* **Your assignment**
The answer must be an exact copy of the listing below.

* **Material for this task**
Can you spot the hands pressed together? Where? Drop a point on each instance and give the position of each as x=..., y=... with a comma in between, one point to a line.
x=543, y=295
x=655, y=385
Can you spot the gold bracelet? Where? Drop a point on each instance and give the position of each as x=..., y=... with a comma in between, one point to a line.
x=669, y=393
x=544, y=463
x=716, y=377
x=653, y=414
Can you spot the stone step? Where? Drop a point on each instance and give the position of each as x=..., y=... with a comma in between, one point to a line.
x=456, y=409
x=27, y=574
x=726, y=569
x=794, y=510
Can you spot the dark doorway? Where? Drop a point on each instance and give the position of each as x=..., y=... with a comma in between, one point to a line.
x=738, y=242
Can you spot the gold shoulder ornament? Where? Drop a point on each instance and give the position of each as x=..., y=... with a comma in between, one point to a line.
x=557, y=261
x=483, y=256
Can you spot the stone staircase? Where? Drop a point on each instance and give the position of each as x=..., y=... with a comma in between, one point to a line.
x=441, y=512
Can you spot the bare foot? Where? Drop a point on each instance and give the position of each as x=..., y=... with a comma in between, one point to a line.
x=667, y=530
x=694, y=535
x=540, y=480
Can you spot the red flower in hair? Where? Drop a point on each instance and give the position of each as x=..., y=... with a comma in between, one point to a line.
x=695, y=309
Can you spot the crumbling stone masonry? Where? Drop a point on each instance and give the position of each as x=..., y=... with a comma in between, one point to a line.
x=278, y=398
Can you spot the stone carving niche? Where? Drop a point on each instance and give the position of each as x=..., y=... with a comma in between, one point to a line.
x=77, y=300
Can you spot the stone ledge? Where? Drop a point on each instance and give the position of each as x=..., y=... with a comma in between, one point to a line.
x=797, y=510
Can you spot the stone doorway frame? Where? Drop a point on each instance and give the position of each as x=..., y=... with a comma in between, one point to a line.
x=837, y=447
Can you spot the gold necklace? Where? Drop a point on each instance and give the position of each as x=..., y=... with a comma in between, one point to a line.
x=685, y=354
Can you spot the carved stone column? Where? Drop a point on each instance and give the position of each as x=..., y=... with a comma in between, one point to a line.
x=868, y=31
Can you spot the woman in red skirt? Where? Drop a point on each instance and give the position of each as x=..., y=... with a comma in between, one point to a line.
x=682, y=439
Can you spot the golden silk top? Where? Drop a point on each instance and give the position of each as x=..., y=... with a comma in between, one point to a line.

* **Solution for this problem**
Can you spot the hands pressed together? Where? Drop a point on each instance and give the position of each as x=..., y=... with a comma in between, one point to a line.
x=543, y=295
x=655, y=385
Can you spot the gold bracelet? Where? Drop a point on each instance and give the position of each as x=..., y=... with a comma in between, one point to a line.
x=669, y=393
x=544, y=463
x=716, y=377
x=653, y=414
Can you spot the stone step? Where? Drop a point on each instance and give the position of each as x=..., y=... with a comma in between, one point to a line.
x=456, y=409
x=27, y=574
x=726, y=569
x=794, y=510
Can you spot the dark doorway? Where? Drop a point on each instance and give the position of each as x=..., y=... with a comma in between, one point to a line.
x=738, y=242
Can you spot the gold shoulder ornament? Where? Drop a point on each instance and give the position of each as x=..., y=... with a comma in between, one point to a line.
x=557, y=261
x=483, y=256
Can you spot the stone staircase? Where? Drop a point on each instance and give the position of each as x=..., y=... with a comma in between, one point to a line.
x=441, y=512
Can you spot the bare foot? Where? Drop a point on each instance and give the position of each as x=..., y=... with a comma in between, one point to a line.
x=667, y=530
x=694, y=535
x=540, y=480
Can you spot the red flower in hair? Where? Drop a point on each instance and give the position of each as x=..., y=... with a comma in between, one point to a line.
x=695, y=309
Can you spot the crumbling stone masonry? Where? Drop a point on each instance and give the position of each as x=..., y=... with a comma in between, one point to a line.
x=278, y=398
Can you spot the stone carving niche? Where? Drop a point on each instance and give the position of each as x=..., y=... with a comma in between, one point to a line.
x=77, y=300
Can you spot the stone ledge? Where? Drop a point on each instance and give the position of each as x=..., y=... with a comma in between, one point to a line.
x=797, y=510
Can you spot the stone doorway frame? Where? Drop a point on each instance and give the position of each as x=..., y=... with a comma in between, one point to a line.
x=837, y=447
Can you spot the gold necklace? Where? Drop a point on each instance and give the position of each as x=..., y=... with a comma in between, one point to a line.
x=685, y=354
Can you spot the carved stone column? Where? Drop a point on each instance and give the position of each as x=..., y=... with a comma in between, one point to a line.
x=868, y=31
Can you spot the woman in red skirt? Where? Drop a point on each instance and give the position of each as x=..., y=... with a comma in between, one point to a line.
x=682, y=439
Can you spot the golden silk top? Where? Drop a point on each instance and give the position of each as x=..., y=... with a comma in between, one point to a line.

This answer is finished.